(Records supplied begins)

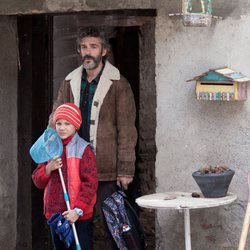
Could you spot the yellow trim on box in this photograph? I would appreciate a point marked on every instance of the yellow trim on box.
(217, 88)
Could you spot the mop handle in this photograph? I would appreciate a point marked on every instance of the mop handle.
(66, 198)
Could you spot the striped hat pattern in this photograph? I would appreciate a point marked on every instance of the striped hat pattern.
(69, 112)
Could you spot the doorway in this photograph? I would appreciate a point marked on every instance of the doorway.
(47, 54)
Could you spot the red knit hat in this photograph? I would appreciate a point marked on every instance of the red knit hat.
(69, 112)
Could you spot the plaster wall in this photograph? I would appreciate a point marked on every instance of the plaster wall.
(192, 133)
(8, 133)
(9, 7)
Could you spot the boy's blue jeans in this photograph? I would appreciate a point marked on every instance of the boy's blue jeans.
(84, 233)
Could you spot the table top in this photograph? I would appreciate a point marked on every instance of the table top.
(182, 200)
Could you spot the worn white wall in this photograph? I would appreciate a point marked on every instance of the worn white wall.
(192, 133)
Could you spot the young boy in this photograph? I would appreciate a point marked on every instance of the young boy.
(78, 166)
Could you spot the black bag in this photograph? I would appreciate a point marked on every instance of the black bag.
(123, 222)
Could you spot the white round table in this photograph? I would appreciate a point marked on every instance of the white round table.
(183, 201)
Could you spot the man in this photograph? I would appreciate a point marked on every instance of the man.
(107, 105)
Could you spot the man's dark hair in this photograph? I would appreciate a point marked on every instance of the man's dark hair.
(92, 32)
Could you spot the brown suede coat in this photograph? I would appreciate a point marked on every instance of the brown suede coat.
(112, 130)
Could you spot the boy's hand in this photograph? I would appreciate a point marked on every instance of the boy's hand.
(124, 181)
(53, 165)
(71, 215)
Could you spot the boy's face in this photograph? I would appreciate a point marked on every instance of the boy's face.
(64, 128)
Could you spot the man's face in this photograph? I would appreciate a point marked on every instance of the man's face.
(91, 51)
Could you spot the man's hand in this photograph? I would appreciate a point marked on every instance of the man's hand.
(124, 181)
(71, 216)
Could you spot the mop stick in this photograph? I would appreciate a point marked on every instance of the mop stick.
(66, 198)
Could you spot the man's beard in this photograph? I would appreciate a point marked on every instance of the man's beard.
(95, 62)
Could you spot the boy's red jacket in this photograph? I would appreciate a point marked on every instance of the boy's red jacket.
(80, 177)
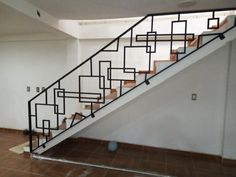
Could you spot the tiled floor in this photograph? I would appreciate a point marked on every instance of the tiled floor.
(160, 161)
(155, 160)
(13, 165)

(Records supplied ends)

Required action - Reproduce the data above exactly, leaving each picture out.

Result of this task -
Could you spot the yellow trim on box in this photograph? I would appreciate a point marked on every instance of the yellow trim on box.
(217, 88)
Could you spot the mop handle in this photograph? I would appreciate a point marked on every instance of the mop handle.
(66, 198)
Could you spot the striped hat pattern in this photograph? I would appreciate a point marked on every instance of the striped hat pattern.
(69, 112)
Could you spot the doorway in this photograph? I would appreciate a point marked on every instance of the doorway.
(47, 54)
Could you spot the red knit hat in this photograph? I would appreciate a point marked on every instance of the red knit hat.
(69, 112)
Could you spot the plaster wall in this photograph? I would appreciate a point marked on every instance of the plaster wall.
(192, 133)
(8, 133)
(9, 7)
Could you spot the boy's blue jeans in this photograph? I would appreciate a point marked on every instance of the boy's blue jeans.
(84, 233)
Could you spot the table top in this photograph? I would appreciate a point marked on every instance of the table top.
(182, 200)
Could you spot the worn white wall in this photograph? I would appreciate a point marked on every instance of the worn white wall.
(192, 133)
Could you spot the young boy in this photograph? I would appreciate a point marked on every instance of the young boy.
(78, 166)
Could you spot the black bag in this photograph? I would appreciate a point marked on every instance of the black bag.
(123, 222)
Could you spot the white round table in this photograph? I would appreciate a point marked on every instance of the white round table.
(183, 201)
Could you spot the man in this photograph? I would appreciate a point marked on every instance of the man.
(107, 105)
Could you spot the man's dark hair in this photograph? I would appreciate a point marked on every instance of the man's dark hair.
(92, 32)
Could you spot the brown suede coat in this photograph? I would appreciate a point marked on every instance of the brown suede coat.
(112, 130)
Could you spot the boy's hand in this photograph? I would appreciate a point marked on every instance of the boy's hand.
(124, 181)
(53, 165)
(71, 215)
Could you spot the boy's face in this photograph? I would appreciate a point marked on every instance of the boy's face.
(64, 128)
Could you spot the man's face in this photograph? I would appreciate a point marked on every instance of the man's face.
(91, 51)
Could you spot the man's hand in this photograph? I would appreciate a point marked on every instance of the man's hand.
(124, 181)
(71, 216)
Could you spot the mop stick in this photograph? I would appreciate a point marked on every instance of the mop stick.
(66, 198)
Could you spot the man's beard in this photograph? I would appreciate a point marked on every instance of the man's beard.
(95, 62)
Could you spot the boy's red jacket in this photograph? I would appreciate a point marked on every instance of the boy's red jacket.
(80, 177)
Could you spot the tiled floor in this photograph? I would appreciate a point marked on every instance of the tiled floor.
(160, 161)
(155, 160)
(13, 165)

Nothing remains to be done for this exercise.